_RECORD SET_.
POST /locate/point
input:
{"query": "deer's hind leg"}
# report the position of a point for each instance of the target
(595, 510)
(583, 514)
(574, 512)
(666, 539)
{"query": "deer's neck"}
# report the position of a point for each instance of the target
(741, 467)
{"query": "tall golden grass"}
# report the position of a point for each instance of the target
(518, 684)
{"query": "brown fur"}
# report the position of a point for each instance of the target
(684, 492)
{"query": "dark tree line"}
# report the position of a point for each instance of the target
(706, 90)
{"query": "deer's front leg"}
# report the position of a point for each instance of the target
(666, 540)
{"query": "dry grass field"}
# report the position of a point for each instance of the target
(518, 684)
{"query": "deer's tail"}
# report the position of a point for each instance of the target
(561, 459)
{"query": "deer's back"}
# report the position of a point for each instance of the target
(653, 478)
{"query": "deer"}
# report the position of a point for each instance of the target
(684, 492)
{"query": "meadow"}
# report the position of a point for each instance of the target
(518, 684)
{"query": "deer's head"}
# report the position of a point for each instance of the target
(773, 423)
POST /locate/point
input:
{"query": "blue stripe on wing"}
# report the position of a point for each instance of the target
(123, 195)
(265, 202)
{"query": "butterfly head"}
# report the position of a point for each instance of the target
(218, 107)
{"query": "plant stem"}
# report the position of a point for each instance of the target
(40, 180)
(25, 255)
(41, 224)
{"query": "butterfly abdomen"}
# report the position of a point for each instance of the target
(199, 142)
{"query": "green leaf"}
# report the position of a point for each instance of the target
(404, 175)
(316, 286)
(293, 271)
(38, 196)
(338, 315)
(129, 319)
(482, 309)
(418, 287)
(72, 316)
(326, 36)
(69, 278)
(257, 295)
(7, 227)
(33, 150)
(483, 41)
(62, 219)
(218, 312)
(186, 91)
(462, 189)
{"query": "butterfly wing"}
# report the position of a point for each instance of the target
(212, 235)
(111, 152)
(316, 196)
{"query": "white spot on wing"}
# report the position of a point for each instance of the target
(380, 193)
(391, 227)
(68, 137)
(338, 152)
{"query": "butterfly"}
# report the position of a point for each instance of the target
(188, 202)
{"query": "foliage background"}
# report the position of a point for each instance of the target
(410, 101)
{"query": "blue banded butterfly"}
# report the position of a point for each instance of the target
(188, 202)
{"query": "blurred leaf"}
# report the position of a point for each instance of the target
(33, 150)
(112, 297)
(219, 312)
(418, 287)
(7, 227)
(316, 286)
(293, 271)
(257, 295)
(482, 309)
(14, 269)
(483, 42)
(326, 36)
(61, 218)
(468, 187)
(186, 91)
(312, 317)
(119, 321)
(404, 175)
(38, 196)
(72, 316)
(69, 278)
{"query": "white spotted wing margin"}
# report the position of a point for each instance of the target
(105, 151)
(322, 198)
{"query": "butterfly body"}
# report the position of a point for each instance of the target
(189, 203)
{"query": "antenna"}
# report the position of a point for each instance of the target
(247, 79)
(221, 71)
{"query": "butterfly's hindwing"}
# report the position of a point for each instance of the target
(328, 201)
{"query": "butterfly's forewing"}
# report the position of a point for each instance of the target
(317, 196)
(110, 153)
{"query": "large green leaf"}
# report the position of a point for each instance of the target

_THE TASK_.
Output all of the material exactly as written.

_WRITTEN SOLUTION_.
POST /locate/point
input:
{"query": "deer's hind leg"}
# report the position of a point for each instance of the target
(595, 510)
(583, 514)
(574, 512)
(666, 539)
{"query": "deer's neck"}
# report the position of a point for each instance of the target
(741, 467)
{"query": "tall golden grass"}
# report the position of a point for each instance of the target
(518, 684)
{"query": "brown fur"}
# report the position of a point for each instance of the target
(684, 492)
{"query": "dark tree line"}
# report the position of a point for each instance of the target
(706, 90)
{"query": "deer's front leg"}
# report the position of a point for each instance of the target
(666, 540)
{"query": "dry grass field"}
# report the position of a point for each instance of the target
(518, 684)
{"query": "deer's tail"}
# report the position of a point for each instance of the target
(561, 459)
{"query": "deer's back"}
# report the position of a point for each instance of the target
(653, 478)
{"query": "deer"}
# report the position of a point for each instance of the target
(684, 492)
{"query": "meadow"}
# report the position of a point for each instance of the target
(518, 684)
{"query": "deer's head"}
# report the position of a point for each instance of the target
(773, 423)
POST /locate/point
input:
{"query": "blue stripe on wing"}
# report the position of a point for each instance of the target
(123, 195)
(265, 202)
{"query": "butterfly head"}
# report the position of a point for each instance of the target
(218, 107)
{"query": "plant stem"}
# report the position of a point for each instance of the target
(40, 180)
(25, 255)
(41, 224)
{"query": "butterfly abdomen"}
# report the position of a point for each instance of the target
(199, 142)
{"query": "green leaf"}
# report the position of a point for each instance of the target
(404, 175)
(316, 286)
(293, 271)
(38, 196)
(338, 315)
(129, 319)
(482, 309)
(418, 287)
(72, 316)
(326, 36)
(69, 278)
(257, 295)
(7, 227)
(33, 150)
(483, 41)
(62, 219)
(218, 312)
(186, 91)
(462, 189)
{"query": "butterfly wing"}
# report the position of a point for each instance of the target
(212, 235)
(111, 152)
(316, 196)
{"query": "white spot on wing"}
# report the position of a point for each instance of the target
(380, 193)
(391, 227)
(68, 137)
(338, 152)
{"query": "butterfly"}
# report the position of a point for each instance of the target
(188, 202)
{"query": "foliage background"}
# report the position of a point for each instance of the target
(410, 101)
{"query": "blue banded butterfly"}
# report the position of a point for each instance of the target
(188, 202)
{"query": "blurred leaf"}
# report the position of a point for each instance of the target
(33, 150)
(112, 297)
(219, 312)
(418, 287)
(7, 227)
(316, 286)
(293, 271)
(257, 295)
(482, 309)
(14, 269)
(483, 42)
(326, 36)
(61, 218)
(468, 187)
(186, 91)
(312, 317)
(119, 321)
(404, 175)
(38, 196)
(72, 316)
(69, 278)
{"query": "white spotted wing margin"}
# report the position of a point for each instance of the target
(105, 151)
(322, 198)
{"query": "butterfly body"}
# report the position of a point for each instance of the target
(189, 203)
{"query": "antenna"}
# report the position of a point for each instance of the target
(247, 79)
(221, 71)
{"query": "butterfly's hindwing"}
# report the position of a point for each instance of the target
(328, 201)
{"query": "butterfly's forewing"}
# report the position of a point for each instance of the target
(317, 196)
(110, 153)
{"query": "large green leaf"}
# report the position of a point for each instance of the target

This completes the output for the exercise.